====== TASK INPUTS

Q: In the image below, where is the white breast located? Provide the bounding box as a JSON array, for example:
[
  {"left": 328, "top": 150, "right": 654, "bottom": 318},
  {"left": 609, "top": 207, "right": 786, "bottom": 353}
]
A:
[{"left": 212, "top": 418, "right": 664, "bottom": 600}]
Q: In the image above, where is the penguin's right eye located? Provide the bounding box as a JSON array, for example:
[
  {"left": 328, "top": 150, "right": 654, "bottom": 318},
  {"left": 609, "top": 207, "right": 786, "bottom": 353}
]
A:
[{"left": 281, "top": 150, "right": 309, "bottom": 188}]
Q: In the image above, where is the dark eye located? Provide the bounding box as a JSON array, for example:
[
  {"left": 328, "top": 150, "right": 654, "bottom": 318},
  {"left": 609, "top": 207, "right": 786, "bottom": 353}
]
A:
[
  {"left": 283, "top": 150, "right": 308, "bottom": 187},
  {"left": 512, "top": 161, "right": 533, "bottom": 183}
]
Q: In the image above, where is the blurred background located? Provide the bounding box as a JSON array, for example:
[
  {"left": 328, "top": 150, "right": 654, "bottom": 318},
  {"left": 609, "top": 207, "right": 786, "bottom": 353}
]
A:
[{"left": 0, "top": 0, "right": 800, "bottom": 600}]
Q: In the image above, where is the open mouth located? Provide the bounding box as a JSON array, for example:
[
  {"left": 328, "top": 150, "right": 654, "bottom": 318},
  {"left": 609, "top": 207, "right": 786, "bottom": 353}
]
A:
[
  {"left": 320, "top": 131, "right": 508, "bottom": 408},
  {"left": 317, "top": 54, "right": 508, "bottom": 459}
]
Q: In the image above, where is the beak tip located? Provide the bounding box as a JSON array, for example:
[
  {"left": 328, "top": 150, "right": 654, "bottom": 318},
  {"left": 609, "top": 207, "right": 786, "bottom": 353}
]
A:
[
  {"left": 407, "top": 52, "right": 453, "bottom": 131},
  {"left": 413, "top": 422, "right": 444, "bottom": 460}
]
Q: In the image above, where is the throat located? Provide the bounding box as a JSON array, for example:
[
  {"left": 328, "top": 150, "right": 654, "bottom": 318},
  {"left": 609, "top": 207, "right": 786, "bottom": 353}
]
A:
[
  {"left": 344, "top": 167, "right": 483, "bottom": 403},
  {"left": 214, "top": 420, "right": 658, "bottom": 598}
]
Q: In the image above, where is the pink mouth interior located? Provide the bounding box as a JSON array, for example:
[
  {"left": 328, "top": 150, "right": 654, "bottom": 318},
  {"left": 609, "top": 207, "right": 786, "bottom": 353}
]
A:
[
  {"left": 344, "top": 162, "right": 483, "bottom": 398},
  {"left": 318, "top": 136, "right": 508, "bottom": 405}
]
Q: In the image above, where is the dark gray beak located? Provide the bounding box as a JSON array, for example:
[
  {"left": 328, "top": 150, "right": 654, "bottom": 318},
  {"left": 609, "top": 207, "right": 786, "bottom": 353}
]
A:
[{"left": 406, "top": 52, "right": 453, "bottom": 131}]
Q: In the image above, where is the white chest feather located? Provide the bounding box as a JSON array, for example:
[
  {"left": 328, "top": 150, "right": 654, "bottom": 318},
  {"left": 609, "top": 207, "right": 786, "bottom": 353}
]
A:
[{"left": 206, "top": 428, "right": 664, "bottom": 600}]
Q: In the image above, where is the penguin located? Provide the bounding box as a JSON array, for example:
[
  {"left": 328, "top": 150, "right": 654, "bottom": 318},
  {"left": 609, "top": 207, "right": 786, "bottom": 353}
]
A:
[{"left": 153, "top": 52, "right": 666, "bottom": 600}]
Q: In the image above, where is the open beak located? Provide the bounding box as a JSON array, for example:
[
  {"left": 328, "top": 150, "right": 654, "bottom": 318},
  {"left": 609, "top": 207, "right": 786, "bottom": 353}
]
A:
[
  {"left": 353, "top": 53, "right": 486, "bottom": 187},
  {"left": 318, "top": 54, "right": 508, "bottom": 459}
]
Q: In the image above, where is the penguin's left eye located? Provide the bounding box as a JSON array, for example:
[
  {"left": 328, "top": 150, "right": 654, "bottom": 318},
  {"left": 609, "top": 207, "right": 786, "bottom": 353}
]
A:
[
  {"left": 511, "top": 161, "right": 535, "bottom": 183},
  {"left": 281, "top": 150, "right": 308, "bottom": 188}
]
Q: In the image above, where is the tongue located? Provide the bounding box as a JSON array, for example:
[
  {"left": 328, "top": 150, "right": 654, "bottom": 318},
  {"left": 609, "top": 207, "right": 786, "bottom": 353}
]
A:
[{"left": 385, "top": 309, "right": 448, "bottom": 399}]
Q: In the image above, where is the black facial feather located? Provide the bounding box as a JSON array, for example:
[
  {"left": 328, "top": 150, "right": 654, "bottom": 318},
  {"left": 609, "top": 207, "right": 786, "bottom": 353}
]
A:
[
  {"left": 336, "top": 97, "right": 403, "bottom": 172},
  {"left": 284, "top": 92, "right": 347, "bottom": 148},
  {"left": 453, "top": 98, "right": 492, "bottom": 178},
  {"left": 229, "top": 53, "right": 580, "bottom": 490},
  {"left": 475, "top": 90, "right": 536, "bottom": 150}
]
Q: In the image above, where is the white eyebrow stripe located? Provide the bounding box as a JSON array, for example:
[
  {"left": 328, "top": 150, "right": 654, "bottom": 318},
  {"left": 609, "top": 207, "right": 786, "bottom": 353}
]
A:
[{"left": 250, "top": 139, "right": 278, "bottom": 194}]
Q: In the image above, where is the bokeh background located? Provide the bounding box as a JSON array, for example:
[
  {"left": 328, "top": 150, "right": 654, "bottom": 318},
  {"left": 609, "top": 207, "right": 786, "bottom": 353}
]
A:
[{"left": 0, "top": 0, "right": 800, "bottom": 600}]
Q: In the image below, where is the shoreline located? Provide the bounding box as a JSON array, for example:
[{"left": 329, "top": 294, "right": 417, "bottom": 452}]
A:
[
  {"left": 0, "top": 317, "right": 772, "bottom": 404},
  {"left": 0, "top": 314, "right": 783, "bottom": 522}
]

============

**GIVEN REQUEST**
Print every entry exactly as it appears.

**FULL RESPONSE**
Q: In the image below, where is the white breast located? Provide the bounding box as a JSON array, for example:
[
  {"left": 328, "top": 150, "right": 654, "bottom": 318},
  {"left": 609, "top": 207, "right": 786, "bottom": 353}
]
A:
[{"left": 212, "top": 418, "right": 664, "bottom": 600}]
Q: In the image above, where is the penguin's right eye located? Provide the bounding box as a JSON array, for example:
[
  {"left": 328, "top": 150, "right": 654, "bottom": 318},
  {"left": 609, "top": 207, "right": 786, "bottom": 353}
]
A:
[{"left": 281, "top": 150, "right": 309, "bottom": 188}]
Q: In the image above, where is the dark eye located? Provide the bounding box as a JSON array, for example:
[
  {"left": 328, "top": 150, "right": 654, "bottom": 318},
  {"left": 609, "top": 207, "right": 786, "bottom": 353}
]
A:
[
  {"left": 283, "top": 150, "right": 308, "bottom": 187},
  {"left": 512, "top": 161, "right": 533, "bottom": 183}
]
Q: In the image above, where is the blurred background located? Provide the bounding box as a JSON array, for example:
[
  {"left": 328, "top": 150, "right": 654, "bottom": 318},
  {"left": 609, "top": 207, "right": 786, "bottom": 353}
]
A:
[{"left": 0, "top": 0, "right": 800, "bottom": 600}]
Q: In the image above, where is the open mouth located? Provide the bounding box as a JSON array, for example:
[
  {"left": 328, "top": 150, "right": 654, "bottom": 318},
  {"left": 609, "top": 207, "right": 786, "bottom": 353}
]
A:
[
  {"left": 320, "top": 131, "right": 508, "bottom": 408},
  {"left": 317, "top": 54, "right": 508, "bottom": 459}
]
Q: In the image above, where is the beak tip located? Provide the bounding box as a JSON array, for example:
[
  {"left": 328, "top": 150, "right": 654, "bottom": 318},
  {"left": 609, "top": 207, "right": 786, "bottom": 353}
]
A:
[
  {"left": 407, "top": 52, "right": 453, "bottom": 131},
  {"left": 413, "top": 422, "right": 444, "bottom": 460}
]
Q: In the image above, where is the throat located? Provide the bounding box as a JSON array, for example:
[
  {"left": 328, "top": 150, "right": 654, "bottom": 318},
  {"left": 609, "top": 207, "right": 786, "bottom": 353}
]
A:
[
  {"left": 344, "top": 167, "right": 483, "bottom": 403},
  {"left": 214, "top": 420, "right": 658, "bottom": 598}
]
Q: In the image above, where is the pink mouth interior located? Provide the bounding box as a JSON array, for example:
[
  {"left": 328, "top": 150, "right": 654, "bottom": 318},
  {"left": 609, "top": 207, "right": 786, "bottom": 353}
]
A:
[
  {"left": 344, "top": 162, "right": 483, "bottom": 398},
  {"left": 318, "top": 136, "right": 508, "bottom": 405}
]
Q: In the image above, where is the dark gray beak located? Provide the bounding box as a JSON array, for example:
[
  {"left": 328, "top": 150, "right": 654, "bottom": 318},
  {"left": 609, "top": 207, "right": 786, "bottom": 353}
]
A:
[{"left": 406, "top": 52, "right": 453, "bottom": 131}]
Q: In the image above, where is the white chest feather located? Provide the bounding box as a JSON array, for example:
[
  {"left": 328, "top": 150, "right": 654, "bottom": 318},
  {"left": 609, "top": 207, "right": 786, "bottom": 353}
]
A:
[{"left": 206, "top": 428, "right": 664, "bottom": 600}]
Q: In the image above, where is the penguin located? Provide the bounding box as a JSON array, for example:
[
  {"left": 328, "top": 150, "right": 654, "bottom": 318},
  {"left": 609, "top": 207, "right": 786, "bottom": 353}
]
A:
[{"left": 153, "top": 52, "right": 666, "bottom": 600}]
Q: In the image above, where is the open beak located? Provide the bounding box as a JSON array, for example:
[
  {"left": 328, "top": 150, "right": 654, "bottom": 318},
  {"left": 609, "top": 207, "right": 786, "bottom": 353}
]
A:
[
  {"left": 353, "top": 53, "right": 486, "bottom": 187},
  {"left": 318, "top": 54, "right": 508, "bottom": 459}
]
Q: In the image above, where is the penguin's left eye located? Provide the bounding box as a JSON array, for example:
[
  {"left": 328, "top": 150, "right": 654, "bottom": 318},
  {"left": 609, "top": 207, "right": 786, "bottom": 353}
]
A:
[
  {"left": 511, "top": 161, "right": 535, "bottom": 183},
  {"left": 281, "top": 150, "right": 308, "bottom": 188}
]
Q: In the image above, where is the tongue located? Provide the bounding box as a JSON array, for example:
[
  {"left": 328, "top": 150, "right": 654, "bottom": 318},
  {"left": 609, "top": 207, "right": 786, "bottom": 353}
]
A:
[{"left": 385, "top": 309, "right": 448, "bottom": 399}]
Q: In the image above, where is the black facial feather located? Provide the bounding box as a JSON array, for example:
[
  {"left": 328, "top": 150, "right": 654, "bottom": 318},
  {"left": 609, "top": 207, "right": 786, "bottom": 353}
]
A:
[
  {"left": 336, "top": 97, "right": 403, "bottom": 172},
  {"left": 284, "top": 92, "right": 347, "bottom": 148},
  {"left": 453, "top": 98, "right": 492, "bottom": 178},
  {"left": 229, "top": 53, "right": 580, "bottom": 490},
  {"left": 475, "top": 90, "right": 536, "bottom": 150}
]
Q: In the image above, where is the white eyebrow stripe located? Provide the bounding box as a JSON array, for example:
[
  {"left": 328, "top": 150, "right": 654, "bottom": 318},
  {"left": 609, "top": 207, "right": 786, "bottom": 353}
]
A:
[{"left": 250, "top": 139, "right": 278, "bottom": 194}]
Q: In the image above, where is the bokeh background located? Provide the bounding box as a JSON array, for example:
[
  {"left": 328, "top": 150, "right": 654, "bottom": 318},
  {"left": 609, "top": 207, "right": 786, "bottom": 353}
]
A:
[{"left": 0, "top": 0, "right": 800, "bottom": 600}]
Q: In the image below, where is the shoreline located? Provide the bounding box as a JSON array, for example:
[{"left": 329, "top": 294, "right": 417, "bottom": 452}]
A:
[
  {"left": 0, "top": 317, "right": 772, "bottom": 404},
  {"left": 0, "top": 314, "right": 783, "bottom": 522}
]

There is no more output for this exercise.